▶ Written task a
Answer these from the mailing list thread on disk scheduling, one answer per line, marked the same way:
(i) According to the thread, how long is CIC_SEEK_THR on a 1000HZ system?
(ii) What two things does the thread say are already done to avoid impact from the previous slice?
(iii) What does the last line of the thread say was being tossed at the problem?

▶ Text extract

--------------------------------------------------

From: Mike Galbraith on
On Thu, 2009-10-01 at 20:58 +0200, Jens Axboe wrote:
> On Thu, Oct 01 2009, Mike Galbraith wrote:
> > > CIC_SEEK_THR is 8K jiffies so that would be 8seconds on 1000HZ system. Try
> > > using one "slice_idle" period of 8 ms. But it might turn out to be too
> > > short depending on the disk speed.
> >
> > Yeah, it is too short, as is even _400_ ms. Trouble is, by the time
> > some new task is determined to be seeky, the damage is already done.
> >
> > The below does better, though not as well as "just say no to overload"
> > of course ;-)
>
> So this essentially takes the "avoid impact from previous slice" to a
> new extreme, but idling even before dispatching requests from the new
> queue. We basically do two things to prevent this already - one is to
> only set the slice when the first request is actually serviced, and the
> other is to drain async requests completely before starting sync ones.
> I'm a bit surprised that the former doesn't solve the problem fully, I
> guess what happens is that if the drive has been flooded with writes, it
> may service the new read immediately and then return to finish emptying
> its writeback cache. This will cause an impact for any sync IO until
> that cache is flushed, and then cause that sync queue to not get as much
> service as it should have.

I did the stamping selection other than how long have we been solo based
on these possibly wrong speculations:

If we're in the idle window and doing the async drain thing, we've at
the spot where Vivek's patch helps a ton. Seemed like a great time to
limit the size of any io that may land in front of my sync reader to
plain "you are not alone" quantity.

If we've got sync io in flight, that should mean that my new or old
known seeky queue has been serviced at least once. There's likely to be
more on the way, so delay overloading then too.

The seeky bit is supposed to be the earlier "last time we saw a seeker"
thing, but known seeky is too late to help a new task at all unless you
turn off the overloading for ages, so I added the if incalculable check
for good measure, hoping that meant the task is new, may want to exec.

Stamping any place may (see below) possibly limit the size of the io the
reader can generate as well as writer, but I figured what's good for the
goose is good for the the gander, or it ain't really good. The overload
was causing the observed pain, definitely ain't good for both at these
times at least, so don't let it do that.

> Perhaps the "set slice on first complete" isn't working correctly? Or
> perhaps we just need to be more extreme.

Dunno, I was just tossing rocks and sticks at it.

--------------------------------------------------

▶ Written task b
In the records below, shift the lines between the one holding "Find the riverbank" and the one holding "[0,187,112,227]", inclusive, by adding 140 to every bounding box coordinate. Write out those lines alone, keeping the request.

▶ Exercise inputs
--------------------------------------------------

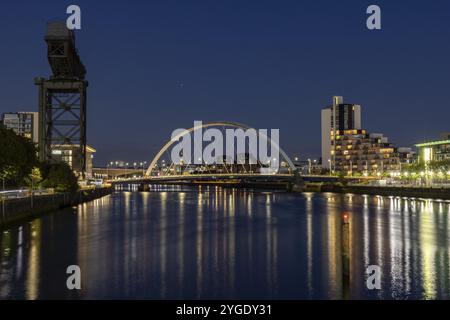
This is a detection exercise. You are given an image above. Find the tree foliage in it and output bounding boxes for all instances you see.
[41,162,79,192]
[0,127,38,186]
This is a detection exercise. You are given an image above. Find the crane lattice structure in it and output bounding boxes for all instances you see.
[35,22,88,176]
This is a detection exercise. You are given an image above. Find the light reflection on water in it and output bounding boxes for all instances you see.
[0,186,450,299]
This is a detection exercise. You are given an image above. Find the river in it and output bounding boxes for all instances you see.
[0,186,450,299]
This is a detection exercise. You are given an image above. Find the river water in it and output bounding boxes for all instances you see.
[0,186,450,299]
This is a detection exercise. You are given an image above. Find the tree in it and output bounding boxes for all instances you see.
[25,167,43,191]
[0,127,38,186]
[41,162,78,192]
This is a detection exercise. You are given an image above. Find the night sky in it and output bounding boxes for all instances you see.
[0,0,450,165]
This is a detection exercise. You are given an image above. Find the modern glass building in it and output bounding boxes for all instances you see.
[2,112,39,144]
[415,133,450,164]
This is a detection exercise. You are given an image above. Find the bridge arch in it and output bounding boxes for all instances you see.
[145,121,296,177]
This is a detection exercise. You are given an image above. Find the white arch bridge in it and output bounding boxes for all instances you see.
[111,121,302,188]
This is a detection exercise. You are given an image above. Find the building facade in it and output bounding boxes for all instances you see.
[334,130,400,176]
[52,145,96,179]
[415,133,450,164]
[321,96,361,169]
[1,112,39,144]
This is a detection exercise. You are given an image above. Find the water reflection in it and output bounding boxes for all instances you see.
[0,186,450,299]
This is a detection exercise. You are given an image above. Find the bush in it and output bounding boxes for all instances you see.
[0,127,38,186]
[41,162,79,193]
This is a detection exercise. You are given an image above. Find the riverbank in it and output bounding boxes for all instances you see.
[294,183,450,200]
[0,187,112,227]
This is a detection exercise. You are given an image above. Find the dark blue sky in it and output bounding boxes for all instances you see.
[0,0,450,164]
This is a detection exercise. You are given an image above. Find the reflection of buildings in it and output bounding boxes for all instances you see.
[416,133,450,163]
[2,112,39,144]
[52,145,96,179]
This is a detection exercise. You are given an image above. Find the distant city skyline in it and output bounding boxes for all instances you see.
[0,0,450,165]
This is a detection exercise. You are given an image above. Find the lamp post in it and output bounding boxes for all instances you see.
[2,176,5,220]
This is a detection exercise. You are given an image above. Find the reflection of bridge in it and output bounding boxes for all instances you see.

--------------------------------------------------

▶ Full response a
(i) 8K jiffies, which is 8 seconds on a 1000HZ system.
(ii) The slice is set only when the first request is actually serviced, and async requests are drained completely before sync ones start.
(iii) Rocks and sticks.

▶ Full response b
This is a detection exercise. You are given an image above. Find the riverbank in it and output bounding boxes for all instances you see.
[434,323,590,340]
[140,327,252,367]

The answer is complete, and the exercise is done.